__WORK TO COMPLETE__:
Nothing in the records that follow should differ once you have copied them out.

= = = = = = =

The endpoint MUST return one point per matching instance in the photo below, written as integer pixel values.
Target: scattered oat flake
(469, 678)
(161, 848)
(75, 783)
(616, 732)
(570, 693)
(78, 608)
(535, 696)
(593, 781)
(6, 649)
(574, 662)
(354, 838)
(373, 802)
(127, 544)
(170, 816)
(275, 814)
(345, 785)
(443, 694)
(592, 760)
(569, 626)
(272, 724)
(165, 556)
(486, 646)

= = = = = = =

__WRITTEN SOLUTION__:
The endpoint MUST return one point per matching instance in the photo below, written as integer pixel values.
Target: scattered oat flake
(469, 678)
(161, 848)
(75, 783)
(616, 732)
(570, 693)
(78, 608)
(535, 696)
(593, 781)
(6, 649)
(574, 662)
(354, 838)
(373, 802)
(127, 544)
(170, 816)
(275, 814)
(345, 785)
(443, 694)
(592, 760)
(569, 626)
(272, 724)
(165, 556)
(486, 646)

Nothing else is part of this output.